Exercise objective: Format all the records below as a numbered list, one line per number, and leave out any blank lines.
## begin
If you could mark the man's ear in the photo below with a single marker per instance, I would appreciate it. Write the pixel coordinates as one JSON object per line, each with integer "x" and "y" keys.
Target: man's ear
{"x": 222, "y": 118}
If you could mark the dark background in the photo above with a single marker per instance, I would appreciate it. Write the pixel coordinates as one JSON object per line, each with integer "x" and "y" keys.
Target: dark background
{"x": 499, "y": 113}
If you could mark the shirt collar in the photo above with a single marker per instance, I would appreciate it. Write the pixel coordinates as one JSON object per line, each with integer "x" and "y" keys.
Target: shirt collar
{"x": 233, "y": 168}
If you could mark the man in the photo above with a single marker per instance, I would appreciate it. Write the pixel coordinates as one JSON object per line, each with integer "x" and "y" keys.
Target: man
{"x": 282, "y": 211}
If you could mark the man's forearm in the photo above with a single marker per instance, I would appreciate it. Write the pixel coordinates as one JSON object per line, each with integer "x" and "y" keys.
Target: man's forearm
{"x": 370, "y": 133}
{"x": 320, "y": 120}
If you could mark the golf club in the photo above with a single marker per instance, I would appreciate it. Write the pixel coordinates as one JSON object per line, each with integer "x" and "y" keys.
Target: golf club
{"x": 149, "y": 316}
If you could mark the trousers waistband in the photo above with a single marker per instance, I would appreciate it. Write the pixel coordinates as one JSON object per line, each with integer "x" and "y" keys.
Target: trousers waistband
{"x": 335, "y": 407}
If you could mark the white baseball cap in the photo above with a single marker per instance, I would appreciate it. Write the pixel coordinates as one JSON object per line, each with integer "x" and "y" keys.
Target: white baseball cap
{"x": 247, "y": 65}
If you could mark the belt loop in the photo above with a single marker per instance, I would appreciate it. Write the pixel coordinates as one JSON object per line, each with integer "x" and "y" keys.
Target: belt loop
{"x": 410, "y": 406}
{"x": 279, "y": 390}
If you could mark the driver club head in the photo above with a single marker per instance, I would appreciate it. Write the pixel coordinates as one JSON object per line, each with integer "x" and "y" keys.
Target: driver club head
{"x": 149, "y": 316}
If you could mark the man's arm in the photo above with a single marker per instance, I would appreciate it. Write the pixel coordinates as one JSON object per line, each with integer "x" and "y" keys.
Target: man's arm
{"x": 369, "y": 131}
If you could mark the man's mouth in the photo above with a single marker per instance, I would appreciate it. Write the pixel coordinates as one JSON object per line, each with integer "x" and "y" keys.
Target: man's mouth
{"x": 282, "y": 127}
## end
Task solution:
1. If you could mark the man's ear in the photo below with a single marker per instance, I would appreciate it. Write the pixel coordinates as one JSON object per line, each with integer "x" and "y" keys.
2. Target: man's ear
3. {"x": 222, "y": 118}
4. If you could mark the dark background in the photo above with a single marker per instance, I would appreciate it. Write the pixel coordinates as one JSON object per line, each with integer "x" and "y" keys.
5. Target: dark background
6. {"x": 499, "y": 113}
7. If you could mark the shirt collar in the photo above with a single marker per instance, I would appreciate it. Write the pixel coordinates as one JSON object per line, each with integer "x" and "y" keys.
8. Target: shirt collar
9. {"x": 233, "y": 168}
10. If you could mark the man in the photo above with a single marker per instance, I would appreciate it. Write the pixel coordinates as one JSON object per line, each with integer "x" and "y" keys.
11. Target: man
12. {"x": 282, "y": 211}
13. If you could mark the man's forearm in the photo above with a single marker per instance, I would appreciate it. Write the pixel coordinates as one JSON object per line, each with integer "x" and "y" keys.
14. Target: man's forearm
15. {"x": 370, "y": 133}
16. {"x": 320, "y": 120}
17. If you could mark the golf club in the photo above with a single marker per instance, I would appreciate it. Write the pixel coordinates as one JSON object per line, each with integer "x" and "y" keys.
18. Target: golf club
19. {"x": 149, "y": 316}
20. If you could mark the trousers waistband in the photo above with a single marker per instance, I would appreciate it. Write the pixel coordinates as one JSON object per line, each with integer "x" and "y" keys.
21. Target: trousers waistband
22. {"x": 335, "y": 407}
23. If you could mark the white baseball cap in the photo above with a single marker per instance, I would appreciate it. Write the pixel coordinates as one JSON object per line, each with integer "x" and "y" keys.
24. Target: white baseball cap
25. {"x": 247, "y": 65}
26. If you could mark the belt loop in the photo above with a single marker per instance, I would appreciate it. Write the pixel coordinates as one JSON object per line, each with integer "x" and "y" keys.
27. Target: belt loop
28. {"x": 410, "y": 406}
29. {"x": 279, "y": 390}
30. If you could mark the driver club head in the photo above with a single marker per instance, I would appreciate it. Write the pixel coordinates as one JSON object per line, each with integer "x" and "y" keys.
31. Target: driver club head
32. {"x": 149, "y": 316}
33. If you could mark the man's arm in the photo above with a single marker per instance, I would appreciate it. Write the pixel coordinates as one JSON object per line, each with integer "x" and "y" keys.
34. Target: man's arm
35. {"x": 369, "y": 131}
36. If you could mark the man's mouth in the photo above with a single marker per instance, I would appreciate it. Write the pixel coordinates as one JSON object per line, each with integer "x" and "y" keys.
37. Target: man's mouth
38. {"x": 282, "y": 127}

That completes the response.